**Task requirements:**
- 1) Print the part of the essay on gravity waves and theology that begins at the words "If yesterday’s finding" and stops after "believe in God.".
- 2) In the essay on gravity waves and theology, how many years ago did the Big Bang occur?
- 3) The essay on gravity waves and theology says each scientific discovery changed theologians' previous understandings. List every subject of those understandings that it names.

**Selected passage:**
--- START ---
As you may be well aware by now of the monumental discovery announced yesterday with the evidence of gravity waves as predicted by Einstein practically a century ago, it will be interesting how this finding will affect theology, our understanding of God, and creation down the road.
One of the implications of this recent finding, other than validating the occurrence of the Big Bang 13.8 billion years ago and the rapid expansion of space (faster than the speed of light) within a fraction of a second after the Bang, is that this will most likely further the case for the multiverse theory – that our universe is just one in a whole sea of an infinite number of universes – as predicted by quantum theory. Universes might pop in and out of existence all the time. In fact, we might even be living inside a much, much larger universe that cannot be detected by our current technology, something like the omniverse.
Such a thought is absolutely mind-boggling and unfathomable to say the least.
If yesterday’s finding leads to confirmation of the multiverse theory in the next decade or so, or to even more things not even thought about, how much more in awe should we be of our Creator? That in fact, God is the Lord of multiple, if not an infinite number of, universes! We haven’t even begun contemplating all his fullness and glory.
However, many believers might be frightened by such discoveries or scientific confirmations (especially fundamentalists and creationists), that science might invalidate his or her faith. But this need not be the case at all.
Likewise, scientific discoveries need not invalidate God’s existence or the need to believe in God.
It just means that our current thoughts and ideas about God and the creation need to be updated in light of recent discoveries.
Throughout history, major scientific discoveries almost always led to readjustments or great paradigm shifts in theology as well.
Think back to Copernicus and Galileo and their discoveries about the sun being at the center rather than the earth, the laws of motion by Newton, Charles Darwin and the theory of evolution by natural selection (a huge hot-topic that needs no introduction these days), Einstein and his theory of general and specific relativity, quantum theory by Max Plank, Erwin Schrodinger, Neils Bohr, etc., Edwin Hubble and the evidence for an expanding universe, the discovery of the DNA double helix by James Watson and Francis Crick, and the list goes on and on.
With each scientific discovery, theologians had to broaden, widen, deepen, change and even discard some of their previous understandings of God, the creation, what it means to be human, and even how believers should interpret the Bible.
Unfortunately, the church is woefully behind the times it seems and unwilling to change. At her worst, the church is indifferent and content about keeping status quo. And because of this attitude, I believe that many view the church (and therefore God) as being out of touch with reality and lacking any relevancy in their lives. The church becoming irrelevant is probably one of the worst threats the church faces today.
Hopefully this attitude will change and the current trend of anti-intellectualism within the church (as well as in America) will abate.
It is my sincere prayer that scientific discoveries like this most recent one will not cause believers to feel threatened and cause them to run behind the confines of tradition or dogma, but be filled with wonder – a sense that many in the church have lost I’m afraid.
When I consider your heavens,
the work of your fingers,
the moon and the stars,
which you have set in place,
what are mere mortals that you are mindful of them,
human beings that you care for them?
--- END ---
**Extracted entries:**
--- START ---
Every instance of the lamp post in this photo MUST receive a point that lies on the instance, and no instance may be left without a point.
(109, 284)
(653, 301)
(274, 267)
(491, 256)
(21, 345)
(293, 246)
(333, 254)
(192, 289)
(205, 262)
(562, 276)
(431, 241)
--- END ---
**Set of answers:**
- 1)
If yesterday’s finding leads to confirmation of the multiverse theory in the next decade or so, or to even more things not even thought about, how much more in awe should we be of our Creator? That in fact, God is the Lord of multiple, if not an infinite number of, universes! We haven’t even begun contemplating all his fullness and glory.
However, many believers might be frightened by such discoveries or scientific confirmations (especially fundamentalists and creationists), that science might invalidate his or her faith. But this need not be the case at all.
Likewise, scientific discoveries need not invalidate God’s existence or the need to believe in God.

- 2) 13.8 billion years ago.

- 3)
- God
- the creation
- what it means to be human
- how believers should interpret the Bible